SELECTED TEXT:
>>>
1. From the dataset, select only two digits. It would be great to let the user input the two digits to select.
2. Do the same operation of the previous homework to obtain the training and test set from (X, Y), selecting The $N_{train}$ you prefer.
3. Implement a logistic regression classificator as described in the corresponding post on my website.

In [5]:
#Load data into memory
data = pd.read_csv('./data.csv')

#Convert data into a matrix
data = np.array(data)   

X0 = data[:, 1:].T
Y0 = data[:, 0]

def choose_labels(labels):
    idx = [index for index, elem in enumerate(Y0) if elem in labels]

    X = X0[:, idx]     
    Y = Y0[idx]

    return X, Y

def split_data(X, Y, Ntrain):

    d, N = X.shape

    idx = np.arange(N)
<<<
WRITTEN TASK 1:
What file does the notebook excerpt read its data from?
WRITTEN TASK 2:
Please write the code that follows the last line of the notebook excerpt.

ROWS:
>>>
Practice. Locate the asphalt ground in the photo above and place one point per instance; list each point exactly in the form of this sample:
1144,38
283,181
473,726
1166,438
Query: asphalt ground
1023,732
<<<
RESULT 1:
It reads the data from './data.csv'.

RESULT 2:
    np.random.shuffle(idx)

    train_idx = idx[:Ntrain]
    test_idx = idx[Ntrain:]

    Xtrain = X[:, train_idx]
    Ytrain = Y[train_idx]
    
    Xtest = X[:, test_idx]
    Ytest = Y[test_idx]

    return (Xtrain, Ytrain), (Xtest, Ytest)



In [None]:
# def logistic_regression_classificator(X, Y, w):
#     # Create Xhat
#     X_hat = np.concatenate((np.ones((N,1)), X), axis=0)

#     fw_Xhat = np.zeros((N, ))
#     for i in range(N):
#         fw_Xhat = f(w[i], X[:, i])

#     l_wD = ell(w, X, Y)





#Build the model

# Compute the value of f
def f(w, xhat):
    return sigmoid(xhat.T @ w)

def sigmoid(z):
    return 1/(1 + np.exp(-z))

#--
#Training


def MSE(y, y1):
    return (np.linalg.norm(y - y1)**2)

# Value of the loss
def loss_function(w, X, Y):
    y = f(w, X)
    return MSE(y, Y)

# Value of the gradient
def grad_loss_function(w, X, Y):
    y = f(w, X)
    return y @ (1 - y) @ X.T @ (y - Y)


#Prediction over new data
def predict(w, X, treshold=0.5):
    y = f(w, X)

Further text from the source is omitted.